■ **Material provided**
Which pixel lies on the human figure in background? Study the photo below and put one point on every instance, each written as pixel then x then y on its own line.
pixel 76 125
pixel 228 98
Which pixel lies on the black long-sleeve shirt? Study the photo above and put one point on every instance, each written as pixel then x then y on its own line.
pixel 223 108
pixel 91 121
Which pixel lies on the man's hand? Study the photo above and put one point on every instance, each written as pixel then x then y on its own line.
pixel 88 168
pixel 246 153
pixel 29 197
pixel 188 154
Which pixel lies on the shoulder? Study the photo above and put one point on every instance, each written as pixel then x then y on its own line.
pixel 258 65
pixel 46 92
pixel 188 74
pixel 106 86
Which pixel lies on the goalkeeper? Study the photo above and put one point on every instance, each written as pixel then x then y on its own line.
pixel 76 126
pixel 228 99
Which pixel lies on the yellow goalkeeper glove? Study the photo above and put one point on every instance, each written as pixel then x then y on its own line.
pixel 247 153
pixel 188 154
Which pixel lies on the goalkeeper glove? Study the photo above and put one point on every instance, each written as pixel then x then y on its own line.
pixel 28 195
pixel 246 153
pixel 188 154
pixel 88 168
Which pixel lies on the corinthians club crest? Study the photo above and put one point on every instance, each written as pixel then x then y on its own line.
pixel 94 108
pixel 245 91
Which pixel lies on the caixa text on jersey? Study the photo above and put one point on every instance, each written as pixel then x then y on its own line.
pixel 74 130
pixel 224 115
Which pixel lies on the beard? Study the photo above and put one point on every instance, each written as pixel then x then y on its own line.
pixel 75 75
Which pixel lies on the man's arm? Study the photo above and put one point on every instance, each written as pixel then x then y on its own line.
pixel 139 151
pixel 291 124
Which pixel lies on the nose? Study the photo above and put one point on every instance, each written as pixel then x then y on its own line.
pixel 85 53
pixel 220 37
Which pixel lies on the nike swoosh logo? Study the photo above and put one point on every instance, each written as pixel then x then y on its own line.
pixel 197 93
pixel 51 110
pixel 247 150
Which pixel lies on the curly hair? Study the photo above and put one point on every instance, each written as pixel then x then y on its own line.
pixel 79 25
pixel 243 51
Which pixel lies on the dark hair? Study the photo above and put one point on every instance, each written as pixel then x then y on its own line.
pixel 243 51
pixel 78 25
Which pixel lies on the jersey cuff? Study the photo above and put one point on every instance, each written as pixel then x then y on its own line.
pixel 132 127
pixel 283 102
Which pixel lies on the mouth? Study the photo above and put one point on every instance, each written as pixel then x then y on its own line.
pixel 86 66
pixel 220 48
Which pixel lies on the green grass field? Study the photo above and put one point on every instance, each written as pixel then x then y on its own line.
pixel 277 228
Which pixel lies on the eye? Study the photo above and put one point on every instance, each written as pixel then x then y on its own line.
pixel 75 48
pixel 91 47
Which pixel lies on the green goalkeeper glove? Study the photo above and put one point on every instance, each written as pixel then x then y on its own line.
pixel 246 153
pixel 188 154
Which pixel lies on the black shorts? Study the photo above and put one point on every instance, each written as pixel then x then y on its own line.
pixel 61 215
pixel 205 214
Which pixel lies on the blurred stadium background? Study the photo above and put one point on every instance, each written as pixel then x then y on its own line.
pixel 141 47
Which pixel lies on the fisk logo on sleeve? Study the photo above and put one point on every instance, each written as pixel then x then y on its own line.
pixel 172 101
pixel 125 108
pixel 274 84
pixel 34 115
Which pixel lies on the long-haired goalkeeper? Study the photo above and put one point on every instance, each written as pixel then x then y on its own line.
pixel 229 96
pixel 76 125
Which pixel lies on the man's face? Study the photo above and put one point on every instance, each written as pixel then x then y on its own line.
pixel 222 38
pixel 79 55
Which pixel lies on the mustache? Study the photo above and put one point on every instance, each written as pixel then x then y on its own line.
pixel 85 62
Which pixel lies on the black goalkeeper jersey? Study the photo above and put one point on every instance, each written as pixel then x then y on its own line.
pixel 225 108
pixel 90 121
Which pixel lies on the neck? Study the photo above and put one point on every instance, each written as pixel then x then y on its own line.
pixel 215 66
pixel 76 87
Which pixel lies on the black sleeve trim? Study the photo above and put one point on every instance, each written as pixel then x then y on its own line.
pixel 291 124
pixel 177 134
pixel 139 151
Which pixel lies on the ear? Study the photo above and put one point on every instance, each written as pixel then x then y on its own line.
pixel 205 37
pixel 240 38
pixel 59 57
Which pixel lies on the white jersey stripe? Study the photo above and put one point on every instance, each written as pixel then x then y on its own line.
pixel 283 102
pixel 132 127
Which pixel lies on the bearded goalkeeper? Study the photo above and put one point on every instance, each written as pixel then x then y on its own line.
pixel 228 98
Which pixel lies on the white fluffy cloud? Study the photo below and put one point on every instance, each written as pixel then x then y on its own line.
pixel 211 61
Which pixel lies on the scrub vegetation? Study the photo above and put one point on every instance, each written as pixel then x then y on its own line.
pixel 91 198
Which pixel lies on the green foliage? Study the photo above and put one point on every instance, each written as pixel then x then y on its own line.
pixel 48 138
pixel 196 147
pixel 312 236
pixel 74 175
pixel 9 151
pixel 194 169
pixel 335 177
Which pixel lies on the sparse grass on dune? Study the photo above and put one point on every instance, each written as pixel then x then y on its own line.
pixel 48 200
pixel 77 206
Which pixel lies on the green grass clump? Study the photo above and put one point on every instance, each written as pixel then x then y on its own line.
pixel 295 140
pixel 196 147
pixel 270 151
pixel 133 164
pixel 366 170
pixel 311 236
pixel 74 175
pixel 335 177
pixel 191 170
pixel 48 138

■ **Work to complete**
Reproduce every line above verbatim, keeping the original order and formatting.

■ **Correct output**
Which pixel lies on the human figure in background? Study the photo below and put one point on every instance, each written as pixel then x then y on its own line.
pixel 76 125
pixel 228 98
Which pixel lies on the black long-sleeve shirt? Study the photo above and put one point on every instance, each written as pixel then x then y on its own line.
pixel 223 108
pixel 91 121
Which pixel lies on the man's hand? Study the photo above and put one point on every instance, each written as pixel then x then y on its own line.
pixel 88 168
pixel 246 153
pixel 29 197
pixel 188 154
Which pixel lies on the shoulder? Study the photo above and put one point on every instance, each written as pixel then x then y on its own line.
pixel 258 65
pixel 46 92
pixel 188 74
pixel 106 86
Which pixel lies on the goalkeeper? Study the photo above and put one point on every instance, each written as pixel then x then y on its own line.
pixel 76 126
pixel 228 99
Which pixel lies on the yellow goalkeeper glove? Study the photo above and put one point on every instance, each written as pixel then x then y on its own line.
pixel 247 153
pixel 188 154
Which pixel lies on the goalkeeper glove? Study the photo above and put one point on every instance, each written as pixel then x then y on its own line.
pixel 28 195
pixel 246 153
pixel 188 154
pixel 88 168
Which pixel lies on the corinthians club crest? Study the photo above and put one point on every instance, each written as pixel then x then y on its own line.
pixel 94 108
pixel 245 91
Which pixel lies on the caixa text on jersey? Study the photo above and put one point on every instance, each written as pixel then x then y on its own line.
pixel 74 130
pixel 224 115
Which pixel lies on the beard? Study the photo above and put one point on every instance, each written as pixel then x then y on its own line.
pixel 75 75
Which pixel lies on the man's arm? Study the photo above and put one point on every instance, each written as pixel then x then y on its own line.
pixel 139 151
pixel 291 124
Which pixel lies on the nose? Study the photo above and put one point on every instance, each written as pixel then x then y on its own line.
pixel 85 53
pixel 220 37
Which pixel lies on the nike swoosh logo? Study the photo above and put one point on every instance, each written as pixel then x then y on its own line.
pixel 197 93
pixel 51 110
pixel 247 150
Which pixel lies on the curly hair? Study the photo above and put one point on every instance, each written as pixel then x then y on its own line.
pixel 79 25
pixel 243 51
Which pixel lies on the dark hair? Study the photo above and put one point on every instance, each written as pixel then x then y on its own line.
pixel 243 51
pixel 78 25
Which pixel lies on the jersey cuff? Study the photo above and put one point on every instance, each written as pixel then x then y on its own line.
pixel 132 127
pixel 283 102
Which pixel lies on the mouth? Study the photo above and put one point on every instance, each written as pixel then x then y on its own line.
pixel 86 66
pixel 220 48
Which pixel lies on the green grass field? Study the photo above and put one point on every instance, each written as pixel then x then y on its own line.
pixel 277 228
Which pixel lies on the eye? Study the photo above and put one point on every instance, each written as pixel then x then y on its own line.
pixel 75 48
pixel 91 47
Which pixel lies on the green goalkeeper glove? Study the photo above and put one point on every instance, each written as pixel then x then y on its own line.
pixel 246 153
pixel 188 154
Which pixel lies on the black shorts? Study the photo above and put one point on every instance, each written as pixel then x then y on its own line.
pixel 61 215
pixel 205 214
Which pixel lies on the blurred stadium background? Study the photo above and put one point on every instance, each written as pixel then x then y on its own line.
pixel 141 47
Which pixel lies on the fisk logo on sleeve? Study the photo above and put one point on every instance, each written as pixel then x then y on its own line.
pixel 172 101
pixel 125 108
pixel 274 84
pixel 34 115
Which pixel lies on the long-haired goalkeeper? Study the photo above and put one point on every instance, each written as pixel then x then y on its own line.
pixel 229 96
pixel 76 125
Which pixel lies on the man's face? Study the photo above and put one point on every instance, each written as pixel then x then y on its own line.
pixel 222 38
pixel 79 55
Which pixel lies on the mustache? Study the photo above and put one point on every instance, each written as pixel then x then y on its own line.
pixel 85 62
Which pixel lies on the black goalkeeper jersey? Study the photo above and put one point on every instance, each written as pixel then x then y on its own line.
pixel 225 108
pixel 90 121
Which pixel lies on the neck? Study the photo above and put one point on every instance, each written as pixel then x then y on its own line.
pixel 215 66
pixel 76 87
Which pixel lies on the black sleeve trim? Study the photo above and put one point on every instance, each written as pixel then x then y on its own line.
pixel 291 124
pixel 177 134
pixel 139 151
Which pixel lies on the ear? Study the photo above and put one point on every instance, each written as pixel then x then y on its own line.
pixel 205 37
pixel 240 38
pixel 59 57
Which pixel lies on the white jersey stripe? Study the photo above and put one point on every instance, each written as pixel then x then y on its own line.
pixel 283 102
pixel 132 127
Which pixel lies on the bearded goalkeeper? Study the photo above and put one point on every instance, each written as pixel then x then y on its own line.
pixel 228 98
Which pixel lies on the white fluffy cloud? Study the photo below and put one point on every instance, each written as pixel then x then y on its own line.
pixel 211 61
Which pixel lies on the scrub vegetation? Study the photo above and put one point on every instance, each written as pixel then x then y on its own line.
pixel 91 198
Which pixel lies on the green foliage? Study the photo above and put one point on every instance, each written as pixel then x then y on its own line.
pixel 48 138
pixel 196 147
pixel 312 236
pixel 74 175
pixel 9 151
pixel 194 169
pixel 335 177
Which pixel lies on the sparse grass on dune? Study the photo above and put one point on every instance, each written as pixel then x then y on its own line.
pixel 48 200
pixel 77 206
Which pixel lies on the green grass clump? Study the photo above and put one point on every instance, each written as pixel then x then y on its own line.
pixel 295 140
pixel 196 147
pixel 270 151
pixel 133 164
pixel 366 170
pixel 311 236
pixel 74 175
pixel 335 177
pixel 191 170
pixel 48 138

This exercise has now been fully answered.